## Begin

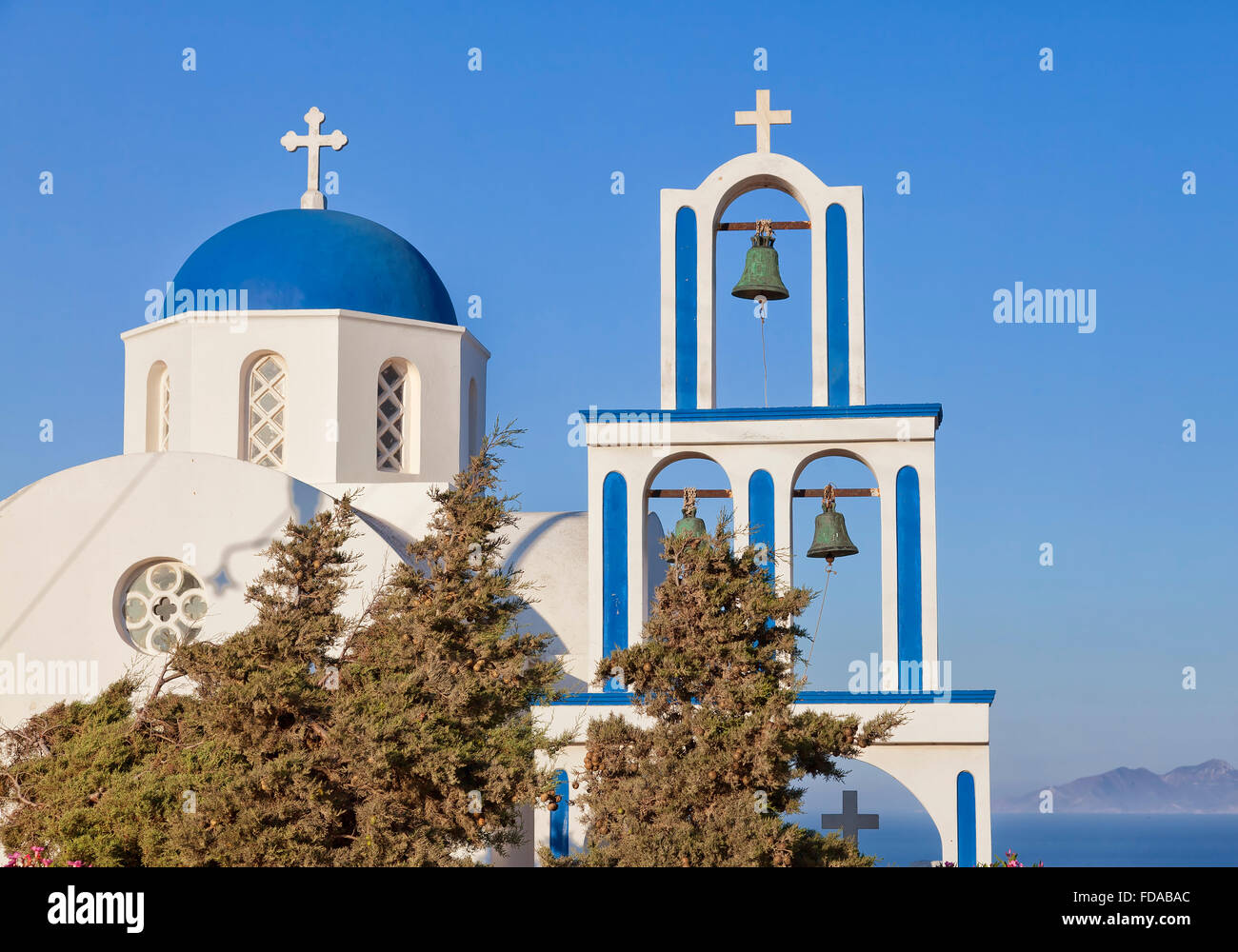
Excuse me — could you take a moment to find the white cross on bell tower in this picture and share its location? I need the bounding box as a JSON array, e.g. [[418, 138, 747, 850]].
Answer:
[[280, 107, 348, 208], [735, 89, 791, 152]]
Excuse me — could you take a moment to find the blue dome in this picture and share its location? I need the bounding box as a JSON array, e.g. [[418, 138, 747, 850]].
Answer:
[[176, 209, 455, 325]]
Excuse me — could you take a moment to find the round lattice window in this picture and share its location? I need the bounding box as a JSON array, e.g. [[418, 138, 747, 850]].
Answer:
[[120, 562, 207, 655]]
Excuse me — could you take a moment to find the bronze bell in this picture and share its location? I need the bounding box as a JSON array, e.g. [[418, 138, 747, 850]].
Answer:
[[675, 489, 709, 539], [809, 486, 859, 565], [730, 222, 791, 301]]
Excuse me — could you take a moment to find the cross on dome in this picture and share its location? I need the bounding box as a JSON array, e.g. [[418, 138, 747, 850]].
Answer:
[[280, 107, 348, 208], [735, 89, 791, 152]]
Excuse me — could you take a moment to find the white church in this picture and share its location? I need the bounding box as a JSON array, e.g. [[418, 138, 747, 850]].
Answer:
[[0, 90, 994, 865]]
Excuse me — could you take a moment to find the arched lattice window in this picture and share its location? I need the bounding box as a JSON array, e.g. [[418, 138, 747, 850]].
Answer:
[[158, 367, 172, 453], [146, 360, 172, 453], [376, 360, 409, 473], [247, 354, 289, 469]]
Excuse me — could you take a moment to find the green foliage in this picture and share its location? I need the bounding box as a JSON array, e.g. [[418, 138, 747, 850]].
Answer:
[[0, 676, 183, 865], [331, 427, 562, 865], [542, 521, 903, 866]]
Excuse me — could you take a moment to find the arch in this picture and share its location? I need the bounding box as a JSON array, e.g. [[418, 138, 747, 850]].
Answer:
[[602, 471, 628, 673], [826, 202, 850, 407], [894, 466, 924, 691], [240, 350, 289, 469], [791, 446, 878, 489], [375, 357, 421, 473], [146, 360, 172, 453], [549, 770, 570, 859], [644, 449, 730, 499], [957, 770, 975, 866], [468, 376, 482, 457], [661, 152, 864, 407], [804, 745, 953, 865]]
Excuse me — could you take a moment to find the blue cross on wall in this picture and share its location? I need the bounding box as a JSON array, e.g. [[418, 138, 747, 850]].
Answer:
[[821, 790, 879, 844]]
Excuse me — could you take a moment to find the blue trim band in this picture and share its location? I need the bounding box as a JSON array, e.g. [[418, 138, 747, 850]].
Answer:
[[957, 770, 975, 866], [894, 466, 924, 691], [549, 689, 997, 707], [579, 404, 942, 427], [826, 205, 850, 407], [675, 208, 697, 408], [602, 473, 628, 684]]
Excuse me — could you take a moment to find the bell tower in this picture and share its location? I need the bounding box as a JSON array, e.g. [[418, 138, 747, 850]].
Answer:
[[556, 90, 993, 865], [661, 89, 864, 409]]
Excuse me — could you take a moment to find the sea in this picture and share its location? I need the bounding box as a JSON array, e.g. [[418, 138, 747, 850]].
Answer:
[[859, 812, 1238, 866]]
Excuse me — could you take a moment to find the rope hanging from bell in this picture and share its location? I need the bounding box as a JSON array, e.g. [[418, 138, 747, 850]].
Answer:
[[675, 486, 707, 539], [804, 483, 859, 672], [730, 218, 791, 407]]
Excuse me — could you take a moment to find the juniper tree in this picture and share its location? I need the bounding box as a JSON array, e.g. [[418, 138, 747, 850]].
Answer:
[[0, 673, 192, 866], [542, 520, 903, 866], [161, 496, 356, 865], [331, 425, 566, 865]]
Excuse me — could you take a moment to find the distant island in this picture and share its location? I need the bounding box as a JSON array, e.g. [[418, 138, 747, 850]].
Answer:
[[993, 760, 1238, 813]]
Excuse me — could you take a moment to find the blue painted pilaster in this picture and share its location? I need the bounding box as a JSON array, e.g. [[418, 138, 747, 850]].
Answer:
[[602, 473, 628, 691], [826, 205, 850, 407], [748, 469, 774, 581], [675, 208, 697, 409], [894, 466, 924, 691], [958, 770, 975, 866]]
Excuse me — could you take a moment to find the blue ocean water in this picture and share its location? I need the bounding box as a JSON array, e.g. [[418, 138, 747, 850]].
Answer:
[[859, 812, 1238, 866]]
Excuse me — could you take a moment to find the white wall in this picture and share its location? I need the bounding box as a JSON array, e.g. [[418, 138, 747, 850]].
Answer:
[[121, 310, 489, 483]]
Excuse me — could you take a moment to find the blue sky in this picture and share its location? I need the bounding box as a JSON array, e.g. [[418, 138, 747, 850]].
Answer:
[[0, 0, 1238, 808]]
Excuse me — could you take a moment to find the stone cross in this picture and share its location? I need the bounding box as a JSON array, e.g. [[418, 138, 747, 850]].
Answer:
[[821, 790, 879, 842], [280, 107, 348, 208], [735, 89, 791, 152]]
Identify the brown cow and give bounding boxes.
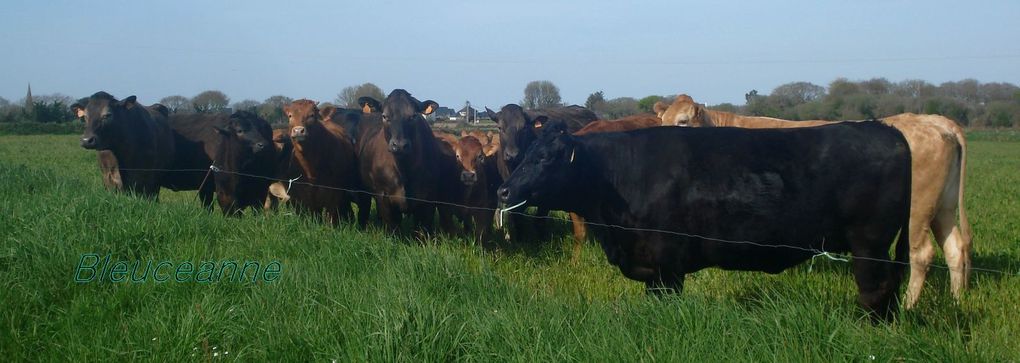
[437,136,503,246]
[354,105,409,230]
[319,105,372,227]
[655,95,971,308]
[568,113,662,261]
[161,111,276,215]
[573,113,662,136]
[74,91,174,198]
[284,99,357,224]
[383,89,453,232]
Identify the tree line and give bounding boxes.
[0,79,1020,127]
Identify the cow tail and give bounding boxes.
[953,126,973,253]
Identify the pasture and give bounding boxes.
[0,132,1020,361]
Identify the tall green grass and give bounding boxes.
[0,136,1020,362]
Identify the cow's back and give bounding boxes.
[582,122,910,272]
[524,105,599,133]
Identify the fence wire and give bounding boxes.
[107,165,1020,276]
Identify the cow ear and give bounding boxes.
[358,96,383,113]
[212,124,231,136]
[421,100,440,114]
[120,95,138,109]
[70,102,85,118]
[481,144,500,157]
[319,106,337,120]
[652,101,669,117]
[531,116,549,128]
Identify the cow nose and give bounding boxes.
[390,140,407,153]
[82,136,96,149]
[460,171,478,185]
[497,187,510,203]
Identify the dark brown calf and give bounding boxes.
[284,100,357,224]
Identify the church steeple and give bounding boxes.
[24,83,36,112]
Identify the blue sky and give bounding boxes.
[0,0,1020,108]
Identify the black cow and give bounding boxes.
[212,111,276,214]
[161,111,276,214]
[383,90,453,232]
[72,91,174,198]
[499,122,911,318]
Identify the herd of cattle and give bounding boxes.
[72,90,971,318]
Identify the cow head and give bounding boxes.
[498,121,579,209]
[383,90,439,155]
[653,95,711,127]
[358,96,383,113]
[73,91,140,150]
[284,99,322,144]
[213,111,270,154]
[453,136,496,187]
[486,104,547,170]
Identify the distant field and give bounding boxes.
[0,132,1020,362]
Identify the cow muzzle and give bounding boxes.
[291,126,308,142]
[503,150,517,161]
[390,139,410,154]
[460,170,478,187]
[82,135,99,150]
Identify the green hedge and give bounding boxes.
[0,121,85,135]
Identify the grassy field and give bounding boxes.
[0,134,1020,362]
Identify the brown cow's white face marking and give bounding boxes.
[656,95,700,126]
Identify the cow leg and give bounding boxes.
[849,232,902,321]
[411,203,436,234]
[436,205,457,236]
[570,212,588,262]
[931,203,970,301]
[375,196,401,231]
[645,273,683,297]
[534,208,553,242]
[353,193,372,228]
[469,210,495,249]
[905,221,935,309]
[198,182,215,211]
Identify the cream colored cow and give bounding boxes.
[655,95,971,309]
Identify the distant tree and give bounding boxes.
[828,77,861,98]
[192,90,231,112]
[859,77,893,95]
[257,95,294,125]
[520,81,562,109]
[638,95,666,112]
[768,82,825,108]
[707,103,741,113]
[977,82,1020,102]
[335,83,386,108]
[159,95,192,113]
[603,97,641,118]
[584,91,606,109]
[584,91,606,118]
[34,93,74,106]
[232,100,259,112]
[923,96,971,125]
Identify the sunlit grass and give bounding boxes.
[0,136,1020,361]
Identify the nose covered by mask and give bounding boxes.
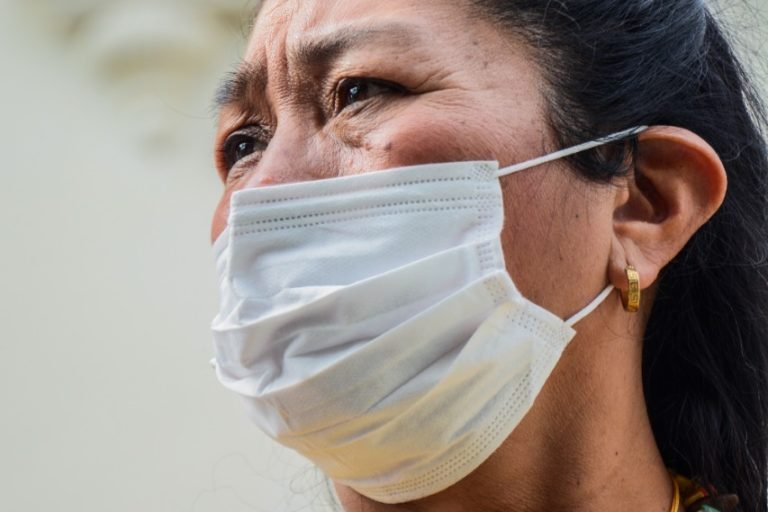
[212,127,644,503]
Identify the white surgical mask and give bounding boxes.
[207,128,643,503]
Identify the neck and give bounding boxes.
[337,304,673,512]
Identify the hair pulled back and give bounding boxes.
[471,0,768,512]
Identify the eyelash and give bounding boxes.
[218,77,407,176]
[334,77,407,114]
[218,125,271,174]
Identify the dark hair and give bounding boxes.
[470,0,768,512]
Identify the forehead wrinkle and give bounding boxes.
[290,23,421,67]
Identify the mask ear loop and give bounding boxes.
[496,126,648,178]
[565,285,613,327]
[496,126,648,327]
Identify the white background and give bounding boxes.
[0,0,768,512]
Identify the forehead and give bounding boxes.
[246,0,468,60]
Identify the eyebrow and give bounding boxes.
[213,23,422,112]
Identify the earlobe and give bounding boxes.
[608,126,727,291]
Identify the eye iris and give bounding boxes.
[347,82,368,105]
[235,141,254,160]
[225,135,256,169]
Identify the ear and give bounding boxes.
[608,126,727,291]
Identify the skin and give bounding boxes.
[212,0,726,512]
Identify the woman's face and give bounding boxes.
[212,0,615,317]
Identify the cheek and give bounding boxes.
[362,105,516,168]
[502,176,612,318]
[211,190,232,243]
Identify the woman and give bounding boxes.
[208,0,768,512]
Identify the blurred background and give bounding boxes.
[0,0,768,512]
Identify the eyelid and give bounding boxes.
[330,75,409,115]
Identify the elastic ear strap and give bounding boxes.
[565,285,613,327]
[497,126,648,177]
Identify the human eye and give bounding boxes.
[335,78,406,114]
[219,126,269,173]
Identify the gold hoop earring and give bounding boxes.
[621,265,640,313]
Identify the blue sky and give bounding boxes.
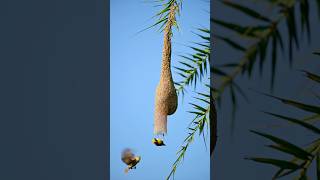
[110,0,210,180]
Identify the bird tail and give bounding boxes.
[124,167,129,174]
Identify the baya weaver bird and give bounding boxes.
[121,148,141,173]
[152,138,165,146]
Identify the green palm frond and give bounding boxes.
[174,28,210,94]
[211,0,320,132]
[138,0,182,33]
[246,67,320,179]
[167,87,211,180]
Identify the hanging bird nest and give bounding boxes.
[154,3,178,134]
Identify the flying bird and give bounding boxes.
[121,148,141,173]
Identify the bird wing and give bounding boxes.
[121,149,135,165]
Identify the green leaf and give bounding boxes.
[251,130,312,159]
[245,157,300,170]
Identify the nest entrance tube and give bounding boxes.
[154,3,178,135]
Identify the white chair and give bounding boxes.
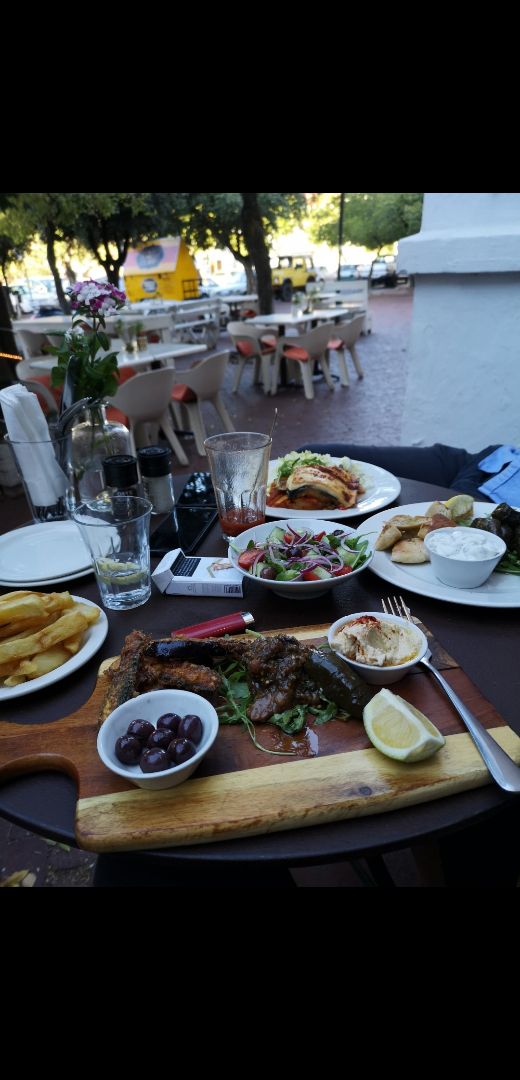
[16,360,61,416]
[109,367,188,465]
[271,324,334,401]
[326,315,364,387]
[172,352,235,457]
[227,323,277,394]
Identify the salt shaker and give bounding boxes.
[103,454,142,498]
[137,446,175,514]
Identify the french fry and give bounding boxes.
[64,634,83,657]
[0,592,74,626]
[15,645,70,678]
[0,611,59,642]
[74,600,99,626]
[0,611,89,665]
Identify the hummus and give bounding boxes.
[332,616,418,667]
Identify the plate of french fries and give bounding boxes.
[0,589,108,704]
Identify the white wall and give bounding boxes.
[399,192,520,450]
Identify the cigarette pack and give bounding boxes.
[151,548,243,596]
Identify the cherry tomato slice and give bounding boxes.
[238,548,259,570]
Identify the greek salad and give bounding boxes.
[231,525,371,581]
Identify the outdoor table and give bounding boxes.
[0,476,520,887]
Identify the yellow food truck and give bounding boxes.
[123,237,200,303]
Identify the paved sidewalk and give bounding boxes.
[0,288,417,889]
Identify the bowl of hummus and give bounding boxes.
[328,611,428,686]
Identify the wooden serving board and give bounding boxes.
[0,626,520,852]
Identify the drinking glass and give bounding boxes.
[72,495,151,611]
[4,434,76,522]
[204,431,271,537]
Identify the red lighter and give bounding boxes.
[171,611,254,637]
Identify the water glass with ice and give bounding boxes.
[72,496,151,611]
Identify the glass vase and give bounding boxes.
[71,405,133,501]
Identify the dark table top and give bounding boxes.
[0,477,520,865]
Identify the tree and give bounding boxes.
[0,191,24,384]
[75,191,186,287]
[12,191,81,314]
[183,191,305,314]
[311,191,424,252]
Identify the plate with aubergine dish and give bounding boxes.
[357,495,520,608]
[266,450,401,521]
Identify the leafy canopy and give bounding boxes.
[310,191,424,251]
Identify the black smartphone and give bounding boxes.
[177,472,216,507]
[150,507,217,555]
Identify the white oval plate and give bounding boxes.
[0,596,108,705]
[0,566,94,589]
[266,458,401,522]
[0,522,92,585]
[357,502,520,608]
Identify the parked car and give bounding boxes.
[9,284,35,319]
[271,255,319,300]
[371,255,397,288]
[339,264,360,281]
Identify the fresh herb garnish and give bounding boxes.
[217,652,348,757]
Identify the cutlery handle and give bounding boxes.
[421,660,520,792]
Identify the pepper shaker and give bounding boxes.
[137,446,175,514]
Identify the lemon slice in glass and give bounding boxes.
[363,690,445,761]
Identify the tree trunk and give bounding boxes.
[240,191,272,315]
[227,244,256,293]
[46,228,70,315]
[0,285,23,387]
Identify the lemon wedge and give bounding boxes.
[363,690,445,761]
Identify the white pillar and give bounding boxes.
[399,191,520,450]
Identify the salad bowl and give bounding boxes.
[228,517,374,599]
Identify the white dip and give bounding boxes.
[332,616,419,667]
[428,528,502,563]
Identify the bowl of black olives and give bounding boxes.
[97,690,218,791]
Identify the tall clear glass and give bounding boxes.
[4,434,76,522]
[72,495,151,611]
[204,431,271,537]
[70,405,133,499]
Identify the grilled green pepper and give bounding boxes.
[305,649,376,720]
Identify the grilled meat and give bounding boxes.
[99,630,151,724]
[135,657,221,700]
[286,465,363,510]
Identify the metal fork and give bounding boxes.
[382,596,520,793]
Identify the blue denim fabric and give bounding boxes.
[479,446,520,507]
[299,443,497,501]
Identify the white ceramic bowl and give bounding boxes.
[228,516,374,600]
[97,690,218,791]
[424,526,507,589]
[328,611,428,686]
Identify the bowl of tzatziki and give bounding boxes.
[424,526,507,589]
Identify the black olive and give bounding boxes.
[178,713,202,746]
[126,720,156,745]
[139,746,171,772]
[116,734,143,765]
[168,739,197,765]
[146,728,173,750]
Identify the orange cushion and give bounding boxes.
[283,345,310,364]
[172,382,197,402]
[237,341,255,360]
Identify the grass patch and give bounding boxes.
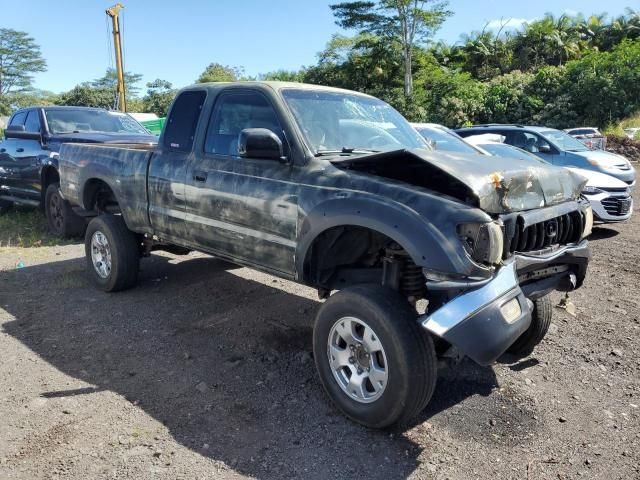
[0,207,76,248]
[58,269,85,290]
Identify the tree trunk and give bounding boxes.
[404,48,413,97]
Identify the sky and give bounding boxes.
[0,0,638,92]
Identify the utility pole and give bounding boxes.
[106,3,127,112]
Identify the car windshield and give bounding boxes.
[416,127,482,154]
[282,88,430,156]
[540,130,589,152]
[478,143,549,163]
[44,109,150,135]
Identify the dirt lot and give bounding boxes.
[0,203,640,480]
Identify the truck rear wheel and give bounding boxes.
[84,215,140,292]
[44,183,86,238]
[507,295,553,357]
[313,285,437,428]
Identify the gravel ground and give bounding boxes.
[0,203,640,480]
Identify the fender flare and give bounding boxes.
[296,197,472,279]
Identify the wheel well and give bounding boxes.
[303,225,426,300]
[40,166,60,207]
[82,178,120,213]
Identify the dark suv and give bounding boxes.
[456,124,636,185]
[0,106,157,236]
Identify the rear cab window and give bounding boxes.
[24,110,40,133]
[9,112,27,127]
[163,90,207,152]
[204,91,286,156]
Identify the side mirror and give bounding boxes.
[538,144,551,153]
[4,125,42,141]
[238,128,285,161]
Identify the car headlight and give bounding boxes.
[582,185,604,195]
[458,222,504,264]
[581,205,593,239]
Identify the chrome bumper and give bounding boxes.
[418,261,533,365]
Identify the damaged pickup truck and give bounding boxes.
[60,82,593,428]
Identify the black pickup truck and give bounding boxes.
[60,82,593,427]
[0,106,157,236]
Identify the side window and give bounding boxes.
[24,110,40,133]
[204,93,285,156]
[164,91,207,152]
[9,112,27,126]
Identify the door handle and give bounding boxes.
[193,171,207,182]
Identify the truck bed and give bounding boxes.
[59,143,155,233]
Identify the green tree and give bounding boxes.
[142,78,177,117]
[196,63,244,83]
[56,82,115,109]
[330,0,451,97]
[91,68,142,99]
[0,28,47,97]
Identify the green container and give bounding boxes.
[140,117,167,135]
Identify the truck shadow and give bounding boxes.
[0,255,500,478]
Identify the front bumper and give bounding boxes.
[586,192,633,222]
[418,241,589,365]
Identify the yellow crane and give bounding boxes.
[106,3,127,112]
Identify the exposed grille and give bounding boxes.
[600,187,629,193]
[504,211,584,258]
[601,197,631,217]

## End

Shift every bounding box coordinate up by 18 in the records from the line with "Identify the white pillar" to the line with "[382,596,520,793]", both included. Write those lines out again, requests and all, changing nothing else.

Identify the white pillar and give bounding boxes.
[417,209,538,468]
Identify the salad bowl and give bounding boxes.
[246,535,392,617]
Identify the white dip and give bounding boxes.
[350,634,437,685]
[446,546,520,581]
Identify the bowl of black olives and give bounding boxes.
[115,708,236,809]
Identify the tall clear glass and give bounding boxes.
[22,452,94,540]
[90,513,169,629]
[222,449,289,555]
[88,423,151,517]
Identify the grilled green pepper and give bounding boxes.
[323,667,394,738]
Identify the grilled meat and give bounding boxes.
[117,648,169,742]
[153,675,239,718]
[304,483,381,528]
Identify the metal fork and give bounding boxes.
[400,614,538,811]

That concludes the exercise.